TAREFA OBRIGATÓRIA 1: Resuma em duas frases o texto sobre filmes com antimicrobianos.

******************************

No entanto, verificou-se que a utilização do sorbato de potássio, o mais comum dos antimicrobianos utilizados em alimentos, não funcionou como se pretendia, pois, além de liberá-lo rapidamente, o filme não apresentava as propriedades e as características desejadas.
Mariana conta que o sucesso foi alcançado quando passaram a utilizar como antimicrobiano o produto natural natamicina e metade da concentração máxima de quitosana (17,5%) na mistura. A natamicina provavelmente interage com a quitosana apresentando liberação mais lenta, conforme desejavam. A utilização de 35% de quitosana, na mistura, levou a filmes de cor amarelada que apresentaram algumas deformações e fissuras, fatores que dificultam o controle da liberação do antimicrobiano.

******************************

TAREFA OBRIGATÓRIA 2: Por favor, reproduza sem alterações os registros, começando na linha que contém "Where can the rear door" e parando depois da linha que contém "<point>786,431</point>".

******************************

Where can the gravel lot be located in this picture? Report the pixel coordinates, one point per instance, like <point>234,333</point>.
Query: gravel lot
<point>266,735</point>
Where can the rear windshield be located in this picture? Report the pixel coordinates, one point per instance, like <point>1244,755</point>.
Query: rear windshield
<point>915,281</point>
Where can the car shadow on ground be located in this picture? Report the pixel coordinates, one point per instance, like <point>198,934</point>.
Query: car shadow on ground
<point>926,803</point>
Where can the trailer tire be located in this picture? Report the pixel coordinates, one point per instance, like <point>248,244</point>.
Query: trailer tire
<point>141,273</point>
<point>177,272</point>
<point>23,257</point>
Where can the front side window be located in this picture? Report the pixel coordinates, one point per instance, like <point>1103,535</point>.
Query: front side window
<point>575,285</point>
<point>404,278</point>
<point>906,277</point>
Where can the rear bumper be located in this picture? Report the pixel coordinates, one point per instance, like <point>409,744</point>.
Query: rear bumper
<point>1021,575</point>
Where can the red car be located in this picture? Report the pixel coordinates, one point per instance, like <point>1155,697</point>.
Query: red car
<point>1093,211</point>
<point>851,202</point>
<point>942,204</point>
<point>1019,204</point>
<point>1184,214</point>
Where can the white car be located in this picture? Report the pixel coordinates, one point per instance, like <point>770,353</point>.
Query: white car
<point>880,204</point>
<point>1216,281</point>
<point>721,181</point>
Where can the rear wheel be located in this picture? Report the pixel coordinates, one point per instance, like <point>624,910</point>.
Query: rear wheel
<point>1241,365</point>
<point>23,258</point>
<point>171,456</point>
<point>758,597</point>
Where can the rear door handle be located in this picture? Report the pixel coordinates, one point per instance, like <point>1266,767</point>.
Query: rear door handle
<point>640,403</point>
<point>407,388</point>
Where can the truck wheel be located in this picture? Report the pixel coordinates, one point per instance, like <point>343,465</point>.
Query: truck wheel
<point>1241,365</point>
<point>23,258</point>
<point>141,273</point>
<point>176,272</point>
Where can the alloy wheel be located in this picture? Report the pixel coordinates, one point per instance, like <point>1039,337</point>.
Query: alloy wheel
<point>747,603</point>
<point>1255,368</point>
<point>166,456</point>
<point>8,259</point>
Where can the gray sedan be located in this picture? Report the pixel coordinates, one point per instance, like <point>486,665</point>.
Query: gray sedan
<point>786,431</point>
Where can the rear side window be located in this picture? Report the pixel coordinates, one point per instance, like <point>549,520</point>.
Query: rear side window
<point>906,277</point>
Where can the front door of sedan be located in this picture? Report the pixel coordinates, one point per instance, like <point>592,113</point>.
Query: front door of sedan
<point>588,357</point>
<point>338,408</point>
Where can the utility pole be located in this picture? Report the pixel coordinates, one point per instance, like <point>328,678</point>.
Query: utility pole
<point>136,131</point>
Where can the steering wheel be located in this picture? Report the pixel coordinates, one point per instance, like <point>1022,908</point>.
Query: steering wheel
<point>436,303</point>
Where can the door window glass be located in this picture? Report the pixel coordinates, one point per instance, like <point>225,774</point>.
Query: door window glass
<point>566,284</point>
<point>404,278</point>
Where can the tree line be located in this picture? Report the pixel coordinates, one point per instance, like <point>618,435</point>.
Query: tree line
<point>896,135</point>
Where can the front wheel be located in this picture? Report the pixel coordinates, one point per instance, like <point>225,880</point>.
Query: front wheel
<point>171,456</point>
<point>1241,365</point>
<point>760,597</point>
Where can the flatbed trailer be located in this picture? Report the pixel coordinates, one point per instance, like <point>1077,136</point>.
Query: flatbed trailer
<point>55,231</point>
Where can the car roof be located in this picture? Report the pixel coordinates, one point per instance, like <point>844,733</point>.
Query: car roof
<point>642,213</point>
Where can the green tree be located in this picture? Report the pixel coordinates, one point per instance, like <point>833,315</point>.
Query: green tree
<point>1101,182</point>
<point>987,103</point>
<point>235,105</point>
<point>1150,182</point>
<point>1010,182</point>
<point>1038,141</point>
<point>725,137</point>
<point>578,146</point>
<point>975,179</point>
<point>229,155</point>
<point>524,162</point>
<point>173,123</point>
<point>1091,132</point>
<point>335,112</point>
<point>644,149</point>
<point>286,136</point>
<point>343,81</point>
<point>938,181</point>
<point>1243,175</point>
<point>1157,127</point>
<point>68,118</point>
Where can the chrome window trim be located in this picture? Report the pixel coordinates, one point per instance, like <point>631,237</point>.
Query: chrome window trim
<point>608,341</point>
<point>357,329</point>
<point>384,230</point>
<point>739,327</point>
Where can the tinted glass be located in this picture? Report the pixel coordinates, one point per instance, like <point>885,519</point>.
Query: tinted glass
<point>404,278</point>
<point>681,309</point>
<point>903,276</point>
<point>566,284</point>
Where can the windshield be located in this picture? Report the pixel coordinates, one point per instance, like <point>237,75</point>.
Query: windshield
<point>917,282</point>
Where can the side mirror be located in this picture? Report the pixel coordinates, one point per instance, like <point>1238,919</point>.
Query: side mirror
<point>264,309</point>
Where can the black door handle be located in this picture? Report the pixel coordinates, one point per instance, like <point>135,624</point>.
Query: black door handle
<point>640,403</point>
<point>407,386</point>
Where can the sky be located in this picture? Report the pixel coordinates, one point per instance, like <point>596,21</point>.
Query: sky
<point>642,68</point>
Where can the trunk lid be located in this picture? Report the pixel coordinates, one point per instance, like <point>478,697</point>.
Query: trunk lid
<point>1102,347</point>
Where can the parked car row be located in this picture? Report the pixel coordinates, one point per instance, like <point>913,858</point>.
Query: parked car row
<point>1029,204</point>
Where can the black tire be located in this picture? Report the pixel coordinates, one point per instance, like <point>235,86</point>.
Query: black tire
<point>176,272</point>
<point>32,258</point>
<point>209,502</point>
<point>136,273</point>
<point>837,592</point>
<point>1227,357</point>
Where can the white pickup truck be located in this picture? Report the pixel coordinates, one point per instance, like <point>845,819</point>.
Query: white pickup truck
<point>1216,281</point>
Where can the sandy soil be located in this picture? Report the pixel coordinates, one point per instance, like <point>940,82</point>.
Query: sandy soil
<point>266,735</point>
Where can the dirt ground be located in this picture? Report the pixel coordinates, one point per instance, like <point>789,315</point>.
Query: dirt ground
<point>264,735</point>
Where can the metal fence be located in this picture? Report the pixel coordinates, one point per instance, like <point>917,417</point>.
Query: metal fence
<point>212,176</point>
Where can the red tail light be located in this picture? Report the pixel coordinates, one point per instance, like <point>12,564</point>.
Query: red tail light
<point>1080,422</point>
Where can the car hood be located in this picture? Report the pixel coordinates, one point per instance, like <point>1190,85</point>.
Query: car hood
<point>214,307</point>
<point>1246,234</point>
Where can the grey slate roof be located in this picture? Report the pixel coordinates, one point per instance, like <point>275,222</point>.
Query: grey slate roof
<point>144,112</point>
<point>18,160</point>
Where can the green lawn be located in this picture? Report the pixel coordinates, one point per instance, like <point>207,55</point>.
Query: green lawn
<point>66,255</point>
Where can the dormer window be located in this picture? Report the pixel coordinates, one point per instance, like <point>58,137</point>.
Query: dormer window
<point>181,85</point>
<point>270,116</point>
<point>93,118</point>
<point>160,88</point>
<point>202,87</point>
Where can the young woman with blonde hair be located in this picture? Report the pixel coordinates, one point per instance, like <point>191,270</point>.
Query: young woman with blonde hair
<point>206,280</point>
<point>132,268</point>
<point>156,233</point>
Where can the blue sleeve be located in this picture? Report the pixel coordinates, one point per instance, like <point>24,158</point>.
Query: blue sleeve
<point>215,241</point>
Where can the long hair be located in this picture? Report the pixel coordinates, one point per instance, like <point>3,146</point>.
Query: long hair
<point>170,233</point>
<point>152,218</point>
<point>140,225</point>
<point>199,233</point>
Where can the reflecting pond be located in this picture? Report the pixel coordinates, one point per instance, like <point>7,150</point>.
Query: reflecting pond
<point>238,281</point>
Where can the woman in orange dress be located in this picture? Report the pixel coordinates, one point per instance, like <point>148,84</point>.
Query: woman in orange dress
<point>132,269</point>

******************************

RESPOSTA DESENVOLVIDA 1: O sorbato de potássio não funcionou como se pretendia, pois o filme o liberava rapidamente e não apresentava as propriedades e as características desejadas. O sucesso veio com a natamicina e metade da concentração máxima de quitosana (17,5%), com liberação provavelmente mais lenta, enquanto 35% de quitosana levou a filmes amarelados com deformações e fissuras.

RESPOSTA DESENVOLVIDA 2:
Where can the rear door handle be located in this picture? Report the pixel coordinates, one point per instance, like <point>1266,767</point>.
Query: rear door handle
<point>640,403</point>
<point>407,388</point>
Where can the truck wheel be located in this picture? Report the pixel coordinates, one point per instance, like <point>343,465</point>.
Query: truck wheel
<point>1241,365</point>
<point>23,258</point>
<point>141,273</point>
<point>176,272</point>
Where can the alloy wheel be located in this picture? Report the pixel coordinates, one point per instance, like <point>1039,337</point>.
Query: alloy wheel
<point>747,603</point>
<point>1255,368</point>
<point>166,456</point>
<point>8,259</point>
Where can the gray sedan be located in this picture? Report the pixel coordinates, one point per instance, like <point>486,665</point>.
Query: gray sedan
<point>786,431</point>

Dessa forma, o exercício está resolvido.